* ACTIVITY
Reproduce the passage about the Abu-Jamal case word for word from "In fact such" to "with bare hands.".

The investigation that led to these convictions was conducted by the U.S. Attorney’s Office in Philadelphia, with the approval of the U.S. Department of Justice under President Ronald Reagan. But the jury that heard Mr. Abu-Jamal’s trial only a couple of weeks earlier was not aware of these rampant police violations, so they believed the falsehoods that the police said at trial. Adding insult to injury, under the 1996 AEDPA, appellate judges were forced to accept as legitimate the “evidence” reviewed in the lower courts.

In 1995, an investigation of the Philadelphia Police Department discovered that police violations like these were still widespread in Philadelphia. Amidst the scandal, former Philadelphia DA Lynne Abraham told the Legal Intelligencer that her office would “discard any cases where evidence surfaces that even one of the officers involved in an investigation lied in court or in written reports.”

In fact such evidence has surfaced. In 2006, for example, photographs taken of the crime scene in the Abu-Jamal case by freelance photographer Pedro Polakoff proved that police officers had lied about and tampered with evidence. In just one of many instances of lying on the part of the police, Officer James Forbes, who testified in court that he properly handled the two guns allegedly retrieved at the Faulkner crime scene, is photographed holding the weapons with bare hands.

In 2016, after 33 years of injustice and wrongful imprisonment in this case, Mr. Abu-Jamal’s own personal medical crisis is now foregrounding and amplifying the medical rights violations that daily threaten prisoners’ lives across the commonwealth of Pennsylvania.

Because of this long history of injustice – involving Mr. Abu-Jamal and the thousands of other Hep C sufferers – we set before you the urgency of this most human of crises, a person’s health. We therefore are submitting, yet another request for a meeting with you.

* DATA

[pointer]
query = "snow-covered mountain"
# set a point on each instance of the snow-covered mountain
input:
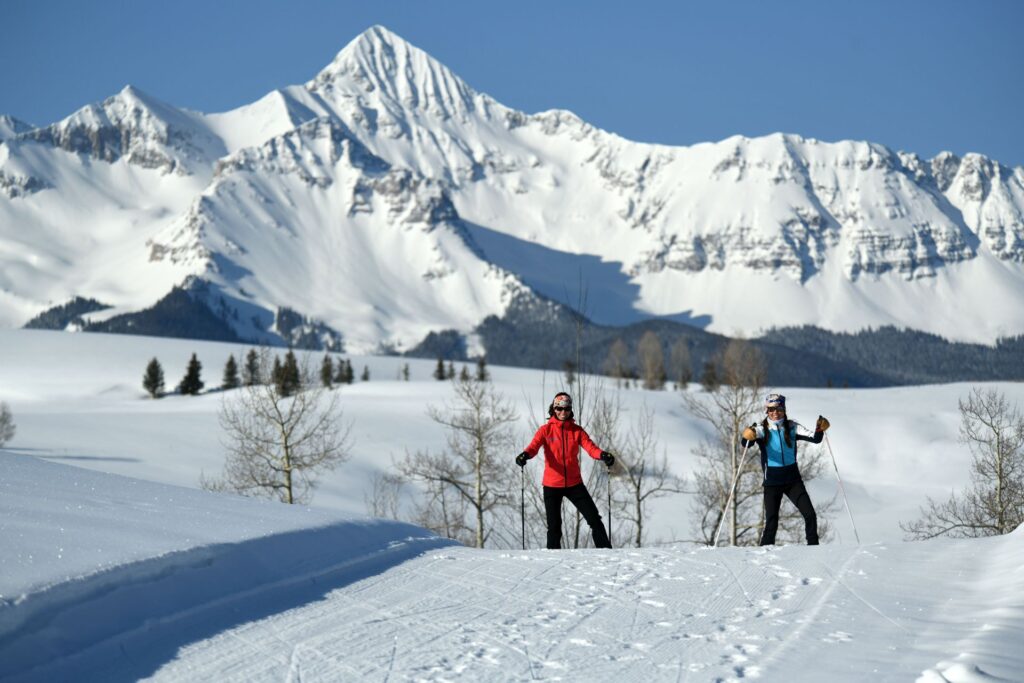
(385, 198)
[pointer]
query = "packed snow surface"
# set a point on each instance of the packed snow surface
(107, 577)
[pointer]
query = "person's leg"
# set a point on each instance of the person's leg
(773, 499)
(553, 510)
(580, 497)
(798, 494)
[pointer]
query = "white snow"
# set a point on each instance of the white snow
(737, 233)
(119, 568)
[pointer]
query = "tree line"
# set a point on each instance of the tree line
(285, 375)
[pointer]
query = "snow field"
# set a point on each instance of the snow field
(108, 578)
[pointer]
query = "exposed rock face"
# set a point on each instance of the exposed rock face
(138, 128)
(387, 199)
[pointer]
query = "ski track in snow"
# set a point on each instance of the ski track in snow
(622, 615)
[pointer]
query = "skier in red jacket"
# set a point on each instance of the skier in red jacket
(561, 439)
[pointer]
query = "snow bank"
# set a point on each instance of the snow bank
(96, 563)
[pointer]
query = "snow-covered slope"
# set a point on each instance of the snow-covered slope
(9, 127)
(112, 579)
(745, 233)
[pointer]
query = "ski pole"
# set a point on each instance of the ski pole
(609, 504)
(732, 491)
(845, 499)
(522, 506)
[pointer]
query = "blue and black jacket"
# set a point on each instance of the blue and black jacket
(778, 451)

* SOLUTION TO THIS EXERCISE
In fact such evidence has surfaced. In 2006, for example, photographs taken of the crime scene in the Abu-Jamal case by freelance photographer Pedro Polakoff proved that police officers had lied about and tampered with evidence. In just one of many instances of lying on the part of the police, Officer James Forbes, who testified in court that he properly handled the two guns allegedly retrieved at the Faulkner crime scene, is photographed holding the weapons with bare hands.